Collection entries
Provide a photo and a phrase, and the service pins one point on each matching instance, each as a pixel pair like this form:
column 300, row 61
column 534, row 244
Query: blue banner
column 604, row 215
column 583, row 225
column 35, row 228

== THE PROBLEM ==
Could you retype each record exactly as it appears?

== SOLUTION TO THIS TASK ==
Provide a photo and a phrase, and the service pins one point on each matching instance, each as a pixel pair like this form:
column 300, row 61
column 534, row 244
Query: blue banner
column 604, row 215
column 583, row 225
column 35, row 228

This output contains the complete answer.